**Provided material:**
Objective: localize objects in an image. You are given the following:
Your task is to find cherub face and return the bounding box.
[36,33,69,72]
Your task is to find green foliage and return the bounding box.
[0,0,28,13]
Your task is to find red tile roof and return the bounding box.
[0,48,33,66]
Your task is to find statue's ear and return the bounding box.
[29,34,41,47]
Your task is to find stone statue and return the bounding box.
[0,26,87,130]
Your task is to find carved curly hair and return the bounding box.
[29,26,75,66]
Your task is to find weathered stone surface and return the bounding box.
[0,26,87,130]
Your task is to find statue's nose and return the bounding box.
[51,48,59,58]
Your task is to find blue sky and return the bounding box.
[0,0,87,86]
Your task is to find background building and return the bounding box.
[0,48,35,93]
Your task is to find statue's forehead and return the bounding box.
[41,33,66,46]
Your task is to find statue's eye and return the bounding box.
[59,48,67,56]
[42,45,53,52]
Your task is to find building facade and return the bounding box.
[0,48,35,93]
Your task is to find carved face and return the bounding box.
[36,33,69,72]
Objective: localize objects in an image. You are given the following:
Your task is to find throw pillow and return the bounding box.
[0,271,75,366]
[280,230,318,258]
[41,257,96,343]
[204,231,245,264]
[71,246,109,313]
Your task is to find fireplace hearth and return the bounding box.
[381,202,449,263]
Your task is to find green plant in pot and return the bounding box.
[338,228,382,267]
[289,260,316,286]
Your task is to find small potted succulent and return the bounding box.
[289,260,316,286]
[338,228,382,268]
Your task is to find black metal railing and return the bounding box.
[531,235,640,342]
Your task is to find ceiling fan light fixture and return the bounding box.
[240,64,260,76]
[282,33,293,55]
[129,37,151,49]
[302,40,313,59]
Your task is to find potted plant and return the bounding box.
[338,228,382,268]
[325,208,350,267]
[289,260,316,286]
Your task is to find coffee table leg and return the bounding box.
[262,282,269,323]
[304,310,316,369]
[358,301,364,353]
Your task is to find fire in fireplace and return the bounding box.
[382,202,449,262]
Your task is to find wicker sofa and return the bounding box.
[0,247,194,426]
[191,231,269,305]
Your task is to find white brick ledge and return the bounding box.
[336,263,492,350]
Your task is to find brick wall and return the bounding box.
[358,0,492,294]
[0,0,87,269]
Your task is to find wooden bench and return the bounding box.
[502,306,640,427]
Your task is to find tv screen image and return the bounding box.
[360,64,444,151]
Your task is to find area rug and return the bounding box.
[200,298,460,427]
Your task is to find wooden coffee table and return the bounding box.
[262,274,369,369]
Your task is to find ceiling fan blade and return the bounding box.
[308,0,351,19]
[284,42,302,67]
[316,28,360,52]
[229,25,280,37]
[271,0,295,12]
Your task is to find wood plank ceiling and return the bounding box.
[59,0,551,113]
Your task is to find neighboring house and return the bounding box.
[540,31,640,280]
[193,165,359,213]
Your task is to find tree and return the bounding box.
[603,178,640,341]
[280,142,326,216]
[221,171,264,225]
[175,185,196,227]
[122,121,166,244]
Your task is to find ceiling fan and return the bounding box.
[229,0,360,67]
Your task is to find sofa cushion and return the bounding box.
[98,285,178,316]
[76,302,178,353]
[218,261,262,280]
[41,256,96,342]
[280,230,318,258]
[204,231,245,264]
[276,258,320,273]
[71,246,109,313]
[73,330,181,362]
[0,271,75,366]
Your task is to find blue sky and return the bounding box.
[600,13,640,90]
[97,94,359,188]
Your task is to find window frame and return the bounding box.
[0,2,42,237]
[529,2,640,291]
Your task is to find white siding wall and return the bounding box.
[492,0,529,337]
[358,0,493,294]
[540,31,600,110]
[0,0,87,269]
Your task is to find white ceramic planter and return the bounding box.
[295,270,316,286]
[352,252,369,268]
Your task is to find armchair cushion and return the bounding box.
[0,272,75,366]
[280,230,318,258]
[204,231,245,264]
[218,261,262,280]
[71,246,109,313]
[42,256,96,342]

**Exercise brief:**
Return exactly, and only, the line containing "Your task is to find neighboring" and every line after it through the end of the material.

**Exercise response:**
Your task is to find neighboring house and return the bounding box.
[540,31,640,280]
[193,165,359,213]
Your task is to find tree and return the bounding box.
[603,178,640,341]
[280,142,326,216]
[221,171,264,225]
[175,185,196,227]
[122,121,166,244]
Your task is to find ceiling fan and return the bounding box.
[229,0,360,67]
Your task is to find sofa cushion and return the bounding box.
[98,285,178,316]
[76,302,178,353]
[218,261,262,280]
[41,256,96,342]
[280,230,318,258]
[204,231,245,264]
[276,258,320,273]
[71,246,109,313]
[73,330,181,362]
[0,271,75,366]
Your task is to find blue sky and return the bounding box.
[600,13,640,90]
[97,94,359,188]
Your task is to find window frame and return the bounding box.
[0,2,42,237]
[529,2,640,291]
Your task is to find white siding wall and return the bounding box.
[492,0,529,337]
[358,0,493,294]
[540,31,600,110]
[0,0,87,269]
Your task is to find white ceramic planter and return the bounding box.
[295,270,316,286]
[352,252,369,268]
Your task is to find armchair cushion and return the bounding box.
[0,272,75,366]
[280,230,318,258]
[204,231,245,264]
[218,261,262,280]
[71,246,109,313]
[42,256,96,342]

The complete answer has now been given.